### WHAT TO PRODUCE
Retype all of the entries exactly as they appear.

Dataset entries

------------------------------------------------

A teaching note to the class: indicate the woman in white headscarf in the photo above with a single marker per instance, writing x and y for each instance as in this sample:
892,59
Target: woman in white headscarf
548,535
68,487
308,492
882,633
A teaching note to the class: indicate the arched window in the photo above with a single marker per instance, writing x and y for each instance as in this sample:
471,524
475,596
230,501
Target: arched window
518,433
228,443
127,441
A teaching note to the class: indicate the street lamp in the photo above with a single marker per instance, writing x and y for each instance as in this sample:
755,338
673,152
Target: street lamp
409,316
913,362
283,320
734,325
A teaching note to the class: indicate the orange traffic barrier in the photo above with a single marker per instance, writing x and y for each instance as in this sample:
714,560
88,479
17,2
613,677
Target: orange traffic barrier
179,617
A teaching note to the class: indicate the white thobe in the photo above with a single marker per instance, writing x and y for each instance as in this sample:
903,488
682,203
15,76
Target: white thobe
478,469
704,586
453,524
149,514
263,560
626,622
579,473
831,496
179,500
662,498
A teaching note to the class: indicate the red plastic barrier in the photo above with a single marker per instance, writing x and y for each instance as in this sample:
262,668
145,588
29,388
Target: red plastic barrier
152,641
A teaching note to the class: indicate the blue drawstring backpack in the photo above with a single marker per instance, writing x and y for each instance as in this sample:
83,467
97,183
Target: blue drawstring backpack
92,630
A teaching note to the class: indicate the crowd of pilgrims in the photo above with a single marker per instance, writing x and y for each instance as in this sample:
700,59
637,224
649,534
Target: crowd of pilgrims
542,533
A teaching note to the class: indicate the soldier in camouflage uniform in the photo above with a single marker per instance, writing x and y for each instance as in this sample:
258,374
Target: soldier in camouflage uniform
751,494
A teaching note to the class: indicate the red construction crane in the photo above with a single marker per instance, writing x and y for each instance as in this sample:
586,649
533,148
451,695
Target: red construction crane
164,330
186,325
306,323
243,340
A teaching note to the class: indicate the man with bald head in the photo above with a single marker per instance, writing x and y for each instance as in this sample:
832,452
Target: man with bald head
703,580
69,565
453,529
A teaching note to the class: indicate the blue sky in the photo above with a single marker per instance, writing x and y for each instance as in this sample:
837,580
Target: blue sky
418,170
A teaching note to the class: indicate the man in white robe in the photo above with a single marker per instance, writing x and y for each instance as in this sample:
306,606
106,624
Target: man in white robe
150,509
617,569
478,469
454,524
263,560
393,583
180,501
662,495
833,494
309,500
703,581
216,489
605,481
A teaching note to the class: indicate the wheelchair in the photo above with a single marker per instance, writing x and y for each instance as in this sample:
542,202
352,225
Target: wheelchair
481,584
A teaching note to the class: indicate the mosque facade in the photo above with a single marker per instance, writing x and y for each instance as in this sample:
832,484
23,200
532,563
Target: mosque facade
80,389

------------------------------------------------

### SOLUTION
A teaching note to the class: indicate the woman in white headscarf in the photo above with a single marker per instance, writing x and y for each instance as in this sample:
892,59
Target: woman in white headscarf
548,535
68,487
308,492
882,633
A teaching note to the class: indicate the arched window in the photo above with a single marker per instance, writing x and y for each instance as in this sample:
471,524
475,596
230,501
Target: arched window
518,433
228,443
127,441
A teaching note to the class: indicate the street lamp in the photo above with a single marker per instance, writing x and y for each instance as in this sample:
755,338
673,152
Target: street lamp
409,316
913,362
283,320
734,325
A teaching note to the class: indicate the orange traffic barrier in the photo above with a single marker per instance, writing x and y for each instance as in this sample:
714,560
88,479
17,2
613,677
Target: orange traffic barrier
179,617
A teaching note to the class: indicate the white thobe in the photo above with a single marker per instance, writing x and y for each instance as in this sample:
903,488
682,203
15,76
Target: white thobe
478,469
704,586
453,524
149,514
263,560
626,622
579,473
831,496
179,500
662,498
A teaching note to the class: indicate the red plastic barrier in the photo above with a single marker per instance, writing x and y for each instance as in this sample:
262,668
145,588
29,388
Target: red plastic barrier
152,641
A teaching note to the class: indicate the blue drawstring backpack in the photo above with a single marker per instance, writing x and y for each instance as in this sample:
83,467
97,183
Target: blue drawstring backpack
92,630
A teaching note to the class: indicate the crowd of pilgrims in the photo above with a single marker per instance, writing x and y for each instance as in this sample:
700,59
637,224
649,534
Target: crowd of pilgrims
542,533
A teaching note to the class: indicate the soldier in camouflage uniform in the photo above with a single marker per instance, writing x and y for each instance as in this sample:
258,374
Target: soldier in camouflage uniform
751,494
A teaching note to the class: indicate the red construction crane in the photo above with a single marker per instance, writing x and y for each instance as in this sample:
586,649
533,148
451,695
Target: red construction crane
164,330
186,325
306,323
243,340
A teaching note to the class: indicate the man with bald head in the photo above with a single marker per instance, writing x and y for each instance as in this sample:
832,452
Target: man with bald head
703,580
69,565
453,529
A teaching note to the class: indicate the blue sky in the photo above with a single marker per instance, writing x and y for each instance as in this sample:
837,580
Target: blue sky
418,170
A teaching note to the class: indicate the man in white robe in the photo above with a single marker per instance, writing x and y for each instance as in this sample:
306,606
106,624
Target: man in white robe
150,509
617,569
478,469
454,524
263,560
393,583
180,501
662,495
833,494
309,500
703,581
216,489
605,481
A teaching note to the class: indicate the wheelchair in the photo above with a single marker per instance, writing x and y for each instance as in this sample:
542,202
352,225
Target: wheelchair
481,584
A teaching note to the class: indicate the mosque facade in the photo above with a single marker per instance, writing x and y for each instance as in this sample:
832,484
23,200
532,563
Target: mosque facade
80,389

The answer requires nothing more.